Action item
Copy out all of the data exactly as it appears.

Entries supplied

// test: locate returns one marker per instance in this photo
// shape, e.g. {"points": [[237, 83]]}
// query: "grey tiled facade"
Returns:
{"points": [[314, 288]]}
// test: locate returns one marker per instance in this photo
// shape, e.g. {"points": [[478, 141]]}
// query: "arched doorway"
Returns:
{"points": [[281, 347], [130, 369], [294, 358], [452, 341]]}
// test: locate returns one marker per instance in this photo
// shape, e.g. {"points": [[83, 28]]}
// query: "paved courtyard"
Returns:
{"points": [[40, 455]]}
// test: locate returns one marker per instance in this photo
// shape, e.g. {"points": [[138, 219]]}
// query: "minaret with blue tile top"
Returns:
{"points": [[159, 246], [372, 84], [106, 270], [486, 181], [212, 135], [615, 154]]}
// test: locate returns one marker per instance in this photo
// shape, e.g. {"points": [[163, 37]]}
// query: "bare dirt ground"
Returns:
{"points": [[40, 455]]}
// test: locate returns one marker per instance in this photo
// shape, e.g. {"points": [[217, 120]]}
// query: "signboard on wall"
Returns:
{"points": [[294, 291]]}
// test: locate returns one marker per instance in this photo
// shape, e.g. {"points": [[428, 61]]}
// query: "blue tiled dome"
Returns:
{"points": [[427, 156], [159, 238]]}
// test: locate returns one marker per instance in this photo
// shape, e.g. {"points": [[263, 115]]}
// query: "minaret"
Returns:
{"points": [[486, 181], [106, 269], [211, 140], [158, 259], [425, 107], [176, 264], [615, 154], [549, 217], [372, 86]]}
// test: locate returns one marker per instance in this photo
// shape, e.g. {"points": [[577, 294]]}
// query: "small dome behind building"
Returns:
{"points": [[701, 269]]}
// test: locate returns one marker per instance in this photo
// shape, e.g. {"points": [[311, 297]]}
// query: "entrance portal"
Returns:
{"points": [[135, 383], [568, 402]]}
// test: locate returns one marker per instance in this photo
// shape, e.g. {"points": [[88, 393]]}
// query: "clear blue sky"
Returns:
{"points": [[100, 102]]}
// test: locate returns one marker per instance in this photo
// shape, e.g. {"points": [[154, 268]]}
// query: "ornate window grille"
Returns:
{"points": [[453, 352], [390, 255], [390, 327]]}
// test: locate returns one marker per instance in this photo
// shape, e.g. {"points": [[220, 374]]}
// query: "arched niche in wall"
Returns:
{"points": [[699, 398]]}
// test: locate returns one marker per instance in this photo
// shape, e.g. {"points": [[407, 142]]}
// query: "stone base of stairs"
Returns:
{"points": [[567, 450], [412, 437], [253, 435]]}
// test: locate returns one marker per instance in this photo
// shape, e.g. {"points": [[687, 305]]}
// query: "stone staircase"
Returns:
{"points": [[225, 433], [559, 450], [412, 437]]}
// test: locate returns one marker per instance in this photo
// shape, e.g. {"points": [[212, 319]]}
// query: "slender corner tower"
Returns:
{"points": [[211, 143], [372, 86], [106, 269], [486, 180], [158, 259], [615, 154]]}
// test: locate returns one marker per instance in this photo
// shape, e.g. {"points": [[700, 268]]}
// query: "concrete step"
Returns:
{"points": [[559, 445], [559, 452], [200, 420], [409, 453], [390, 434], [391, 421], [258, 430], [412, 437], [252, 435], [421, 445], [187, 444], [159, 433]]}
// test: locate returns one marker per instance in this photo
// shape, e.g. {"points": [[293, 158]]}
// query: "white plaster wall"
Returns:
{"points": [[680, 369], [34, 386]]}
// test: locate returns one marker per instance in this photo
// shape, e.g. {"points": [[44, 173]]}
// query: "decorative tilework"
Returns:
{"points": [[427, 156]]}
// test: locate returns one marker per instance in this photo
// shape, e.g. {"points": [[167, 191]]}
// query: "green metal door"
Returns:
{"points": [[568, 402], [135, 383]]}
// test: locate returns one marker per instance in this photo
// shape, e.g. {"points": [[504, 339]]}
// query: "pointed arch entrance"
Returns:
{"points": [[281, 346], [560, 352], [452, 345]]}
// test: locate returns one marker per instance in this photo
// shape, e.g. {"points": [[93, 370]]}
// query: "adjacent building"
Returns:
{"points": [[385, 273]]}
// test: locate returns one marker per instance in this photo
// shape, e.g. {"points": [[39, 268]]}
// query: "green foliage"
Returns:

Expected output
// test: locate returns one marker per instance in this photo
// shape, e.g. {"points": [[237, 83]]}
// query: "grey tiled facade"
Returns:
{"points": [[314, 288]]}
// test: locate returns one marker per instance in this photo
// shape, e.g. {"points": [[478, 141]]}
// query: "arched doorway"
Returns:
{"points": [[281, 347], [130, 369], [294, 358], [452, 341]]}
// test: locate returns one marker per instance in this photo
// shape, e.g. {"points": [[83, 28]]}
// query: "paved courtyard"
Returns:
{"points": [[40, 455]]}
// test: locate returns one marker per instance in this photo
// shape, e.g. {"points": [[138, 219]]}
// query: "minaret with blue tile top"
Returns:
{"points": [[159, 246], [372, 84], [106, 270], [486, 181], [212, 135], [615, 154]]}
// test: locate returns one marker per instance in this photo
// shape, e.g. {"points": [[163, 37]]}
// query: "bare dirt ground"
Returns:
{"points": [[40, 455]]}
// test: locate returns one marker per instance in this photo
// shape, e.g. {"points": [[217, 120]]}
// query: "signboard on wall"
Returns:
{"points": [[294, 291]]}
// test: locate returns one marker per instance in this photo
// shape, e.g. {"points": [[428, 61]]}
// query: "blue tiled dome"
Returns:
{"points": [[427, 156], [159, 238]]}
// test: locate returns one marker per instance in this photo
// shape, e.g. {"points": [[263, 115]]}
// query: "minaret"
Returns:
{"points": [[486, 181], [106, 269], [211, 140], [158, 259], [425, 107], [176, 264], [615, 154], [549, 217], [372, 86]]}
// test: locate returns one marker per instance in this photo
// shape, e.g. {"points": [[577, 294]]}
// query: "small dome behind building"
Returns:
{"points": [[701, 269]]}
// test: locate returns one marker per instance in this photo
// shape, e.g. {"points": [[311, 297]]}
// query: "entrance portal"
Returns:
{"points": [[135, 383], [568, 402]]}
// test: locate returns one marker per instance in this photo
// shape, e.g. {"points": [[88, 393]]}
// query: "clear blue sky"
Returns:
{"points": [[100, 102]]}
// test: locate returns one marker per instance in this photo
// shape, e.g. {"points": [[154, 268]]}
// query: "ornate window grille"
Returns:
{"points": [[453, 352], [390, 255], [390, 327]]}
// test: locate returns one marker per instance in this photo
// shape, e.g. {"points": [[220, 374]]}
// query: "arched niche in wall"
Returns:
{"points": [[699, 398]]}
// test: locate returns one marker per instance in this photo
// shape, e.g. {"points": [[407, 142]]}
// query: "stone base of stairs"
Returns:
{"points": [[567, 450], [412, 437], [253, 435]]}
// test: locate returns one marker per instance in this photo
// shape, e.g. {"points": [[687, 305]]}
// query: "stone staircase"
Returns:
{"points": [[225, 433], [559, 450], [412, 437]]}
// test: locate returns one marker per instance in this photo
// shape, e.g. {"points": [[212, 319]]}
// query: "slender corner tower"
Returns:
{"points": [[211, 143], [372, 86], [106, 269], [486, 180], [158, 259], [615, 154]]}
// test: locate returns one marker per instance in this photo
// shape, e.g. {"points": [[700, 268]]}
// query: "concrete step"
Returns:
{"points": [[559, 445], [559, 452], [200, 420], [409, 453], [390, 434], [391, 421], [258, 430], [412, 437], [252, 435], [421, 445], [187, 444], [159, 433]]}
// test: locate returns one marker per instance in this photo
// shape, e.g. {"points": [[293, 158]]}
// query: "white plaster wall"
Returns:
{"points": [[680, 369], [34, 386]]}
// test: locate returns one marker per instance in this photo
// shape, e.g. {"points": [[44, 173]]}
// query: "decorative tilework"
Returns:
{"points": [[427, 156]]}
// test: locate returns one marker per instance in this photo
// shape, e.g. {"points": [[167, 191]]}
// query: "green metal door"
Returns:
{"points": [[568, 402], [135, 383]]}
// test: locate returns one marker per instance in this photo
// shape, e.g. {"points": [[504, 339]]}
// query: "pointed arch entrance"
Returns:
{"points": [[281, 346], [560, 352], [452, 345]]}
// test: locate returns one marker per instance in this photo
// shape, e.g. {"points": [[93, 370]]}
// query: "adjacent building"
Returns:
{"points": [[385, 273]]}
// test: locate returns one marker per instance in this photo
// shape, e.g. {"points": [[39, 268]]}
// query: "green foliage"
Returns:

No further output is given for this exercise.